[Referring expression pointing data]
[Start of Attachment]

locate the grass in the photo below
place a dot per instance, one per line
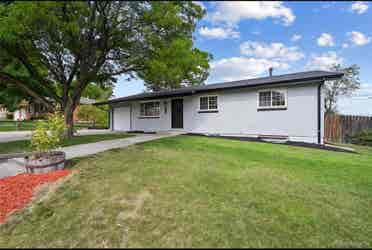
(9, 125)
(24, 145)
(189, 191)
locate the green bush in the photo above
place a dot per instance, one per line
(48, 134)
(363, 138)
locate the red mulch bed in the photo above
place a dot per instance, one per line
(17, 191)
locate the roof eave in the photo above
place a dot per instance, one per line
(186, 93)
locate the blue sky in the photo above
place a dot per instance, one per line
(246, 38)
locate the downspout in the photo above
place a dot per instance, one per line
(130, 120)
(320, 111)
(112, 119)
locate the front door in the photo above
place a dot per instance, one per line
(177, 113)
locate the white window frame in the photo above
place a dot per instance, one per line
(283, 91)
(149, 116)
(209, 109)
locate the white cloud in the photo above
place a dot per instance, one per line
(218, 33)
(296, 37)
(359, 7)
(324, 61)
(237, 68)
(232, 12)
(365, 90)
(276, 51)
(325, 39)
(358, 38)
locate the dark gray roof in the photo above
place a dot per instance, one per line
(289, 79)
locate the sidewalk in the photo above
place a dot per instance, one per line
(25, 135)
(16, 166)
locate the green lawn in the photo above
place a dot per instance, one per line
(24, 145)
(189, 191)
(8, 125)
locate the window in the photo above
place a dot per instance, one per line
(271, 99)
(208, 103)
(150, 109)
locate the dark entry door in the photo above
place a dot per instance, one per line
(177, 113)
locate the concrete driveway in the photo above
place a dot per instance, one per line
(16, 166)
(24, 135)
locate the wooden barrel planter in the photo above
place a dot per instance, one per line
(45, 162)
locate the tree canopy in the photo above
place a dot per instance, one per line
(59, 48)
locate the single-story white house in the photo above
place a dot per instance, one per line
(286, 107)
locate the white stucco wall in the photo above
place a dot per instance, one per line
(238, 115)
(121, 118)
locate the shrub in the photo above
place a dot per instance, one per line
(363, 138)
(9, 116)
(48, 134)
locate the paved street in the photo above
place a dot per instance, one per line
(16, 166)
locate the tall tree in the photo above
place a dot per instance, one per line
(62, 47)
(344, 86)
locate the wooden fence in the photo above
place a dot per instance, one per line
(340, 128)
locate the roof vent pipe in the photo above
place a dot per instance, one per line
(271, 71)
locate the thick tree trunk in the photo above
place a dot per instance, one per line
(69, 121)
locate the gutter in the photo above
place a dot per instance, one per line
(319, 112)
(193, 91)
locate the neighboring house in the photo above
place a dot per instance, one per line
(34, 110)
(287, 107)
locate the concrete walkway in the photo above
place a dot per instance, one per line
(16, 166)
(25, 135)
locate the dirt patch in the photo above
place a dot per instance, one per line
(135, 203)
(17, 191)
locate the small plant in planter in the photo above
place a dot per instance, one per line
(46, 137)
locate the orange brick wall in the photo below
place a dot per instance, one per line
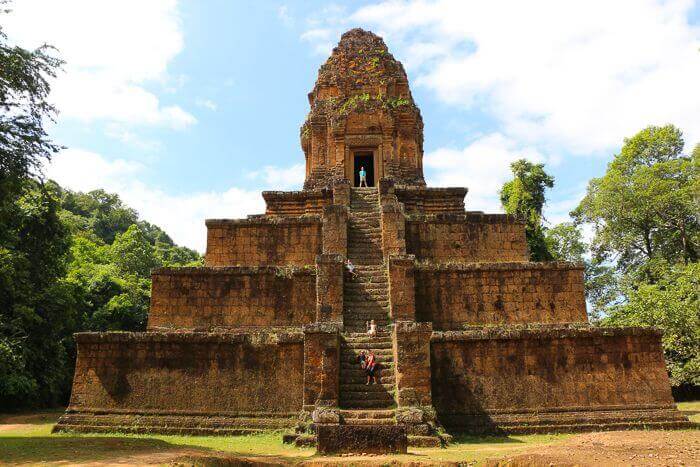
(194, 373)
(492, 371)
(205, 298)
(452, 296)
(263, 241)
(466, 238)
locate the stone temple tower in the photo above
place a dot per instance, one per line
(362, 114)
(471, 335)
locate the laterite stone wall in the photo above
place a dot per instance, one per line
(206, 298)
(263, 241)
(501, 370)
(193, 373)
(470, 237)
(452, 296)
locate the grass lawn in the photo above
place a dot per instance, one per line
(28, 439)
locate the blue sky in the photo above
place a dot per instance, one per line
(188, 109)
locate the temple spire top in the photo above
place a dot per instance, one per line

[End of Attachment]

Respond with a number only, the count of lines in the entries where the string "concrete" occurs.

2